• _TASK GOAL_:
In the fishing report, what did 30-fish limits of yellow perch generally weigh?

By MARK CAHLIK
Even though there is plenty of great fishing left to be done this year, this will be my last fishing report of the year. On Friday, a lot of limits of yellow perch were brought in, most caught off the southwest corner of Kelleys Island. The perch limits have included lots of chunky fish, with 30-fish limits generally weighing 10 pounds.
I was out yesterday to the west of Kelleys Island in 26 feet of water and we caught 120 fish weighing 40 pounds. Given the weather, we can only hope it means we will have better perch fishing, since they should be moving closer to shore.
Walleye fishing has remained fantastic. Trollers have been having luck at the Huron dump and west of Gull Reef. Bandit lures set back 50 to 80 feet with no weights have been best. Smithwick P10 lures set back 30 feet with 2-ounce weights in front have also been working well.

• _INPUT DATA_:
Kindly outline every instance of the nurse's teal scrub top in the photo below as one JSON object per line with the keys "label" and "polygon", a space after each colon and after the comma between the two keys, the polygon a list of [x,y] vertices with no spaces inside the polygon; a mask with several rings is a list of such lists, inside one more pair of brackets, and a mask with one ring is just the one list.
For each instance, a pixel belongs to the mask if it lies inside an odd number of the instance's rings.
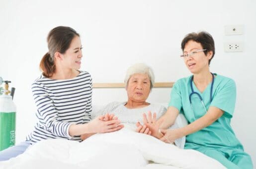
{"label": "nurse's teal scrub top", "polygon": [[[217,107],[224,111],[224,114],[208,127],[186,137],[185,149],[197,149],[208,147],[225,151],[227,148],[244,150],[243,146],[236,138],[230,126],[236,102],[236,85],[231,79],[215,74],[212,92],[212,101],[210,101],[211,83],[203,93],[201,93],[192,82],[193,89],[198,93],[203,99],[206,110],[210,106]],[[190,102],[189,95],[191,76],[180,79],[175,83],[171,94],[169,106],[176,108],[183,113],[188,123],[195,121],[205,114],[203,106],[196,94],[191,97],[193,112]]]}

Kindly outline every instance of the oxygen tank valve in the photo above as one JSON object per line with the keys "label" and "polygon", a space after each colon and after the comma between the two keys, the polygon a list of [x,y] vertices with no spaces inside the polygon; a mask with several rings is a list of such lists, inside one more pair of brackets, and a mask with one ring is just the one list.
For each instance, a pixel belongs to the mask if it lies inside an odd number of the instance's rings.
{"label": "oxygen tank valve", "polygon": [[10,93],[10,91],[9,90],[9,83],[10,83],[10,81],[8,80],[4,80],[3,81],[5,84],[4,84],[4,88],[5,89],[5,91],[4,91],[4,94],[5,95],[8,95],[9,93]]}

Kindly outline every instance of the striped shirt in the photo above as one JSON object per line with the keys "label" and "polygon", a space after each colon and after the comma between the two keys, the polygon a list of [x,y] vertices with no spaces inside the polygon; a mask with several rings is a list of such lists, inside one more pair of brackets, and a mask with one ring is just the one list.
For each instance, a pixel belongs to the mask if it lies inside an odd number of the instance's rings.
{"label": "striped shirt", "polygon": [[81,71],[74,78],[53,80],[41,75],[32,84],[38,121],[26,137],[31,144],[43,139],[66,138],[81,141],[69,134],[72,124],[91,119],[92,83],[89,73]]}

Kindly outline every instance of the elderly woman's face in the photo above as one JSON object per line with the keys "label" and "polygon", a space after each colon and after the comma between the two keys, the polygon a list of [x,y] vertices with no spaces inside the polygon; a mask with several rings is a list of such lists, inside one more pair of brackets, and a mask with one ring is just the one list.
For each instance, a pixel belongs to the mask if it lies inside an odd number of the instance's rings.
{"label": "elderly woman's face", "polygon": [[150,92],[150,84],[147,74],[133,74],[129,79],[126,87],[128,99],[138,102],[146,101]]}

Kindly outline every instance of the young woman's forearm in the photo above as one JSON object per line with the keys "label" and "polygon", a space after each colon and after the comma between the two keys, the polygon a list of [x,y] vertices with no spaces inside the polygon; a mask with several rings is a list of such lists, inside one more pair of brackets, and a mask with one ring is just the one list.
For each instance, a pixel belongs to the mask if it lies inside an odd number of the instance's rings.
{"label": "young woman's forearm", "polygon": [[90,133],[91,131],[88,123],[83,124],[71,124],[69,129],[69,135],[73,136],[81,135],[85,133]]}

• _SOLUTION TO THIS EXERCISE_:
10 pounds